- _Consegna_
Trascrivi senza alcuna modifica, dall'articolo sui film a tema razzismo riportato più sotto, il passo che si apre con le parole "I pregiudizi narrati" e si chiude con "successo agli Oscar.".

+++ Testo da analizzare

Un argomento intramontabile nel cinema è rappresentato dal razzismo, soprattutto per quanto riguarda i film nordamericani. Questo ovviamente è legato a quella che è la storia degli Stati Uniti: dall’epoca coloniale allo schiavismo, dall’abolizione della schiavitù al persistere dei pregiudizi razziali.
Se ancora oggi si realizzano film di questo tipo, è perché si tratta di un tema ancora presente negli USA. Non sono mancati nel passato recente episodi che lo dimostrassero, come ad esempio il caso di George Floyd o le varie scene di violenza nei confronti delle minoranze asiatiche a cui abbiamo assistito. Questo naturalmente ha influenzato la rappresentazione cinematografica, che mira oggi ad andare oltre i classici stereotipi dell’immigrato e simili. Tra gli esempi più recenti si contano: Everything Everywhere All at Once, Moonlight e BlacKkKlansman. Tuttavia, si tratta di un dibattito talmente radicato nel cinema “made in America” che anche andando indietro nel tempo si trovano innumerevoli esempi. In questo articolo ci concentreremo quindi sui 15 migliori film sul razzismo da vedere assolutamente.
1. Il buio oltre la siepe (1962)
Il titolo più importante che viene in mente è sicuramente Il buio oltre la siepe, uno dei più celebri adattamenti mai realizzato per il grande schermo. Il film diretto da Robert Mulligan è tratto da un omonimo romanzo di Harper Lee (il cui titolo originale è To Kill a Mockingbird) e vede protagonista un intenso Gregory Peck nei panni dell’eroico Atticus Finch.
L’uomo è un avvocato di sani principi morali, che diviene oggetto di odio da parte della comunità americana a causa della sua difesa di un ragazzo afroamericano. Il giovane in questione è Tom Robinson, accusato di aver violentato una sua coetanea. Nonostante la mancanza di prove a suo carico, la comunità di Maycomb si schiera contro di lui scatenando il linciaggio. Apparentemente sembrerebbero punire il crimine che immaginano che lui abbia commesso, ma in realtà l’intera vicenda fornisce ai cittadini un pretesto per sfogare il proprio odio razziale. Finch lo intuisce e per questo ne accetta la difesa.
I pregiudizi narrati ne Il buio oltre la siepe non riguardano soltanto il colore della pelle, ma investono anche i personaggi con malattie mentali. In effetti il finale invita a non aver paura dell’altro, di colui che non si conosce.
2. Green Book (2018)
Tra i titoli più recenti in materia di razzismo si annovera Green Book, uno dei lungometraggi di maggior successo del 2018. Sebbene non tutti concordino nell’affermare la sua onestà nel trattare questo tema, certo è così che è stato percepito dalla maggior parte degli spettatori. Il film è stato salutato come il nuovo A spasso con Daisy, con il quale condivide anche il successo agli Oscar.

++++++
+++ Dati registrati

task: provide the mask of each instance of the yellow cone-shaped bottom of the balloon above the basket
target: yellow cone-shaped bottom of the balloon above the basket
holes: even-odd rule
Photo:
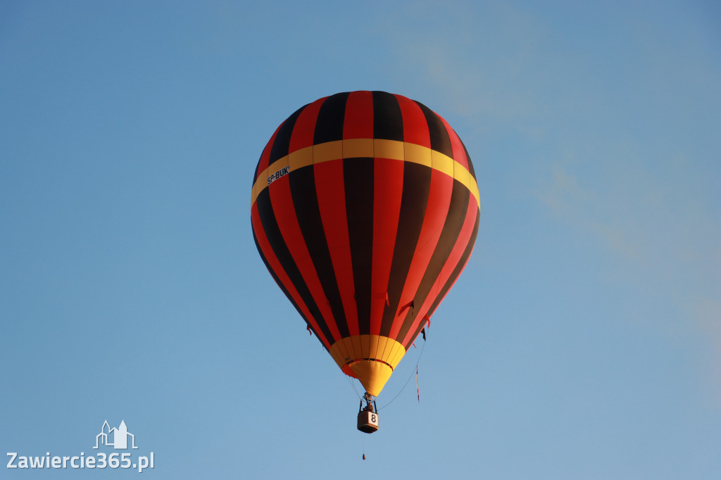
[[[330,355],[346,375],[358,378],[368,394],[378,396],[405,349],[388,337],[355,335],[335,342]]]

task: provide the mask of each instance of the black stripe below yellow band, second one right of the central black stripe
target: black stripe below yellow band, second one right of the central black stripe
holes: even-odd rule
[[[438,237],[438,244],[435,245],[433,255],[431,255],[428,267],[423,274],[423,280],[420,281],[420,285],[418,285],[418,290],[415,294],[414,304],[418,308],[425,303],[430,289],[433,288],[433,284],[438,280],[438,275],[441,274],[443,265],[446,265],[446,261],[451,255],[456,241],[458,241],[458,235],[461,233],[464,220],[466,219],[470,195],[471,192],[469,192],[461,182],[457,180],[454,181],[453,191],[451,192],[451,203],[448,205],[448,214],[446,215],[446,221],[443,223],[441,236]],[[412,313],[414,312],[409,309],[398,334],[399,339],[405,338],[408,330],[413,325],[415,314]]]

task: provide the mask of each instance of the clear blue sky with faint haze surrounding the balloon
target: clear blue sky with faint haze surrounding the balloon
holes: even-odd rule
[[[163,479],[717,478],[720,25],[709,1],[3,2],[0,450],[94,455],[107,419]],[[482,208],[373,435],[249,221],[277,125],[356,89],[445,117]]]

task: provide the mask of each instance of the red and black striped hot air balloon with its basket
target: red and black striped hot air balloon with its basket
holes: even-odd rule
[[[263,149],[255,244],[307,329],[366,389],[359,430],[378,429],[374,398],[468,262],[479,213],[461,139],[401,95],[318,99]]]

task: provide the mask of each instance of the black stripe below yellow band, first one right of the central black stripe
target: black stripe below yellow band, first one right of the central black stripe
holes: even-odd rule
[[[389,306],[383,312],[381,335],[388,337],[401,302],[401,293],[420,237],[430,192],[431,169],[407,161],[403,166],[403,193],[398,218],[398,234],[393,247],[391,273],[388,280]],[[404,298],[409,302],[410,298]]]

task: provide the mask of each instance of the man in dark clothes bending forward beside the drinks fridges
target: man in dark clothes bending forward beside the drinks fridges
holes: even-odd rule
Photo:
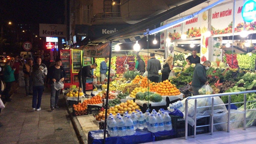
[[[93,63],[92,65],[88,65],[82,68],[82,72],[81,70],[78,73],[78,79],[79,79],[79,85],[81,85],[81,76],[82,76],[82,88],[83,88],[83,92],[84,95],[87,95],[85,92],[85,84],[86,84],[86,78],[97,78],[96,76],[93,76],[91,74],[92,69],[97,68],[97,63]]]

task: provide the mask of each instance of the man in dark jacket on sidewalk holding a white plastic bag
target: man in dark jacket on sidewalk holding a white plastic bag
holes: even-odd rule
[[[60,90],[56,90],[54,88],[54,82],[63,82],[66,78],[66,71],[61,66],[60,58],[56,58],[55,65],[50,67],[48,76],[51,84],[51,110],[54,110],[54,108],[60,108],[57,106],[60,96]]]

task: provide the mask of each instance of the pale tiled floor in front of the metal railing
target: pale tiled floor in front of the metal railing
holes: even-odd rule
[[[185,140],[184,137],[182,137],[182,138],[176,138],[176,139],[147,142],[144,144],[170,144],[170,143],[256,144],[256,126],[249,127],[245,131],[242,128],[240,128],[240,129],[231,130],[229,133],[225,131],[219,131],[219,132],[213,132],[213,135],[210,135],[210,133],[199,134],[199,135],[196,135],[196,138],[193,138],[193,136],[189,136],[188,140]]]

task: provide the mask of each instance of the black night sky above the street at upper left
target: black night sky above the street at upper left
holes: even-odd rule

++++++

- _Risultato_
I pregiudizi narrati ne Il buio oltre la siepe non riguardano soltanto il colore della pelle, ma investono anche i personaggi con malattie mentali. In effetti il finale invita a non aver paura dell’altro, di colui che non si conosce.
2. Green Book (2018)
Tra i titoli più recenti in materia di razzismo si annovera Green Book, uno dei lungometraggi di maggior successo del 2018. Sebbene non tutti concordino nell’affermare la sua onestà nel trattare questo tema, certo è così che è stato percepito dalla maggior parte degli spettatori. Il film è stato salutato come il nuovo A spasso con Daisy, con il quale condivide anche il successo agli Oscar.